BRIEF: Copy word for word every line from the one containing "Target: white painted trim around arch" through the end of the rows below, including both the first and last lines.

DATA EXTRACT:
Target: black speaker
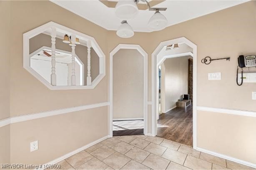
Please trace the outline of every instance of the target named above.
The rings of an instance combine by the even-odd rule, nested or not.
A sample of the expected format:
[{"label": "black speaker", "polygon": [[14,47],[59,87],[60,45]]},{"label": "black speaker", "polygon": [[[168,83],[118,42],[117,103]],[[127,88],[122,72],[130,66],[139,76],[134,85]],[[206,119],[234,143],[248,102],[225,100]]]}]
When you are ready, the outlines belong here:
[{"label": "black speaker", "polygon": [[184,95],[184,100],[189,100],[189,95]]}]

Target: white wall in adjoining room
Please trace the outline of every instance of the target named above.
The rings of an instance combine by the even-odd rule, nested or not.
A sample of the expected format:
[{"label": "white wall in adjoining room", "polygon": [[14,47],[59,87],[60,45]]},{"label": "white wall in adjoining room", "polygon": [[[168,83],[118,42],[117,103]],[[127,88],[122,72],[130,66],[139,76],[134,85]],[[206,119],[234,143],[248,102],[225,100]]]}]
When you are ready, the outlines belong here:
[{"label": "white wall in adjoining room", "polygon": [[113,119],[143,117],[143,56],[121,49],[113,56]]}]

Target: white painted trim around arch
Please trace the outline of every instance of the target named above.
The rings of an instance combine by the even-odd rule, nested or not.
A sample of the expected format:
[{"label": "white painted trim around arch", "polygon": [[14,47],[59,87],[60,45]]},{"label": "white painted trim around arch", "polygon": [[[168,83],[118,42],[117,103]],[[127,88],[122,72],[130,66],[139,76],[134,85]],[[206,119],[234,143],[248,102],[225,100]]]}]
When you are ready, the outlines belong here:
[{"label": "white painted trim around arch", "polygon": [[139,45],[119,44],[109,53],[109,136],[113,135],[113,56],[120,49],[136,49],[143,56],[144,134],[148,135],[148,54]]},{"label": "white painted trim around arch", "polygon": [[197,46],[191,41],[184,37],[177,38],[170,40],[162,41],[156,47],[151,55],[152,64],[152,134],[153,136],[156,135],[156,113],[157,112],[157,106],[156,102],[158,101],[156,87],[157,85],[157,73],[158,68],[157,63],[157,55],[166,46],[175,44],[186,43],[193,49],[193,148],[196,149],[197,147],[197,127],[196,127],[196,93],[197,93]]}]

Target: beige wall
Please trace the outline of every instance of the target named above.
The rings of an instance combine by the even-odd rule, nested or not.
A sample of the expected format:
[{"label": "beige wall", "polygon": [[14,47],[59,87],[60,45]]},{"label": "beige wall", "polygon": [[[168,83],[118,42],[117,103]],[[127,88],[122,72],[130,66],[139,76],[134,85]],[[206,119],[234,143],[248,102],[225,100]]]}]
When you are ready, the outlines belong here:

SOLUTION TO THE PROBLEM:
Target: white painted trim around arch
Please trace the outline of every instance of the target named above.
The rings of an instance combine by the even-odd rule, nested or not.
A sample of the expected format:
[{"label": "white painted trim around arch", "polygon": [[14,47],[59,87],[60,45]]},{"label": "white painted trim around arch", "polygon": [[[168,83],[118,42],[117,103]],[[127,88],[122,72],[130,66],[139,76],[134,85]],[[206,119],[234,143],[248,102],[225,100]]]}]
When you are ready, the outlines belong here:
[{"label": "white painted trim around arch", "polygon": [[139,45],[119,44],[109,53],[109,136],[113,135],[113,56],[120,49],[136,49],[143,56],[144,134],[148,135],[148,54]]},{"label": "white painted trim around arch", "polygon": [[197,46],[191,41],[184,37],[177,38],[170,40],[162,41],[156,47],[151,55],[152,64],[152,134],[153,136],[156,135],[156,113],[157,112],[157,106],[156,102],[158,101],[156,87],[157,85],[157,73],[158,68],[157,63],[157,55],[166,46],[175,44],[186,43],[193,49],[193,148],[196,149],[197,147],[197,127],[196,127],[196,93],[197,93]]}]

Target: beige wall
Please trace the outline of every instance of the target named above.
The rings of an instance combine by the even-odd rule, nested or not.
A sample of the expected format:
[{"label": "beige wall", "polygon": [[14,47],[59,87],[60,45]]},{"label": "beige wall", "polygon": [[[168,83],[118,42],[117,103]],[[127,88],[122,72],[130,66],[139,76],[134,85]],[[206,119],[234,143],[248,102],[225,100]]]}]
When you are ready, the outlines belong here:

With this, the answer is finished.